▶ Belge Bölümü
◇ ◇ ◇ ◇

Abaküs Yazılım
10. Hukuk Dairesi
Esas No: 2021/317
Karar No: 2022/2574
Karar Tarihi: 24.02.2022

Yargıtay 10. Hukuk Dairesi 2021/317 Esas 2022/2574 Karar Sayılı İlamı

10. Hukuk Dairesi         2021/317 E.  ,  2022/2574 K.

    "İçtihat Metni"

    Mahkemesi : ... Bölge Adliye Mahkemesi 11. Hukuk Dairesi
    İlk DereceMahkemesi : ... 2. İş Mahkemesi


    Asıl dava, iptal edilen hizmetlerin fiili çalışma olduğunun tespiti ile aksine Kurum işleminin iptaline, birleşen dava ise davalı sigortalının iptal edilen sigortalılık döneminde yapılan yersiz sağlık giderinin tahsili amacıyla başlatılan icra takiplerine ilişkin itirazının iptali, takibin devamı ve icra inkar tazminatı istemlerine ilişkindir
    İlk Derece Mahkemesince, hükümde belirtilen gerekçelerle davanın kısmen kabulüne dair verilen karara karşı, asıl dava davalısı-birleşen dava davacısı Kurum vekili tarafından istinaf yoluna başvurulması üzerine, ... Bölge Adliye Mahkemesi 11. Hukuk Dairesince asıl davaya yönelik istinaf başvurusunun esastan reddine, birleştirilen davaya yönelik istinaf başvurusunun ise hükmün kesin nitelikte olması nedeniyle reddine dair karar verilmiştir.

◇ ◇ ◇ ◇

▶ Görev Tanımı
Yersiz sağlık gideri davasına ilişkin Yargıtay kararı metnini, son cümlesinin ardından kaldığı yerden devam ettirin.

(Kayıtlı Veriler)
◇ ◇ ◇ ◇

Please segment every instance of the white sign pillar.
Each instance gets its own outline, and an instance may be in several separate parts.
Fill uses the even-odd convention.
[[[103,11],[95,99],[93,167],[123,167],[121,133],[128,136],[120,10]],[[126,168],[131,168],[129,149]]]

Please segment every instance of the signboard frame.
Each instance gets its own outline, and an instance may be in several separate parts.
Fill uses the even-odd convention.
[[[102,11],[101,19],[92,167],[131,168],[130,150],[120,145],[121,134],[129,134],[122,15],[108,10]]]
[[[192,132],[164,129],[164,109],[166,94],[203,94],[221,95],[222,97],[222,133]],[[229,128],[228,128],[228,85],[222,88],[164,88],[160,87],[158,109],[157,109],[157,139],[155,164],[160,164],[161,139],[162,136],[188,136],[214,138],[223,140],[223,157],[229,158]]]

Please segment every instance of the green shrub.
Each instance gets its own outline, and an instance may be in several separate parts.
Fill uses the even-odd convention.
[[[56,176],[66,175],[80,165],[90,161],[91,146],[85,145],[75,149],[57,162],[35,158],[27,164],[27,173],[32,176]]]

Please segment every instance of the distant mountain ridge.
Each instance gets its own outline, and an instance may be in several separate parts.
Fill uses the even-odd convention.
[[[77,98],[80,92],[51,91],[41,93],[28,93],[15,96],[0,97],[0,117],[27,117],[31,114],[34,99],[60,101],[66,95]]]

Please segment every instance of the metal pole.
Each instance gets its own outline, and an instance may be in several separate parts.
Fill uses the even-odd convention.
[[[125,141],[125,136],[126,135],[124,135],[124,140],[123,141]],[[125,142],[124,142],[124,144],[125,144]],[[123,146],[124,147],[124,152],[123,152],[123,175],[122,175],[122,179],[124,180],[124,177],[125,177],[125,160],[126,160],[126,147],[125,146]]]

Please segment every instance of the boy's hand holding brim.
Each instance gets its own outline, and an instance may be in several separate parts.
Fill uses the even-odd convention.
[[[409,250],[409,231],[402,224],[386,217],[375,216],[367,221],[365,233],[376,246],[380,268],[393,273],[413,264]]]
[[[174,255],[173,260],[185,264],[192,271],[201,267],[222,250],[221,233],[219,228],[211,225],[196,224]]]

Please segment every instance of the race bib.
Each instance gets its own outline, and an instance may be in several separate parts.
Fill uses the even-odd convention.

◇ ◇ ◇ ◇

▶ Alıştırma Yanıtı
    ... Bölge Adliye Mahkemesi 11. Hukuk Dairesince verilen kararın asıl dava davalısı-birleşen dava davacısı Kurum vekili tarafından temyiz edilmesi üzerine, temyiz isteğinin süresinde olduğu anlaşıldıktan ve Tetkik Hâkimi ... tarafından düzenlenen raporla dosyadaki kağıtlar okunduktan sonra işin gereği düşünüldü ve aşağıdaki karar tespit edildi.
    I-İSTEM
    Asıl dosyada davacı ... vekili dava dilekçesinde özetle; davacının, 0701021313873 sigorta sicil numarasıyla 2010 yılı 4. aydan 2013 yılı 4. ayına kadar olan hizmetlerinin Kurumca iptal edildiğini, Kurum işleminin yerinde olmadığını, davacının iptal edilen hizmetlerinin fiili ve gerçek olduğunu ileri sürerek Kurumca iptal edilerek geçerli sayılmayan hizmetlerinin, davalı ...'a ait (1042258) ve (10144466) sicil sayılı iş yerleri nezdinde geçtiğinin tespitine karar verilmesini talep etmiştir.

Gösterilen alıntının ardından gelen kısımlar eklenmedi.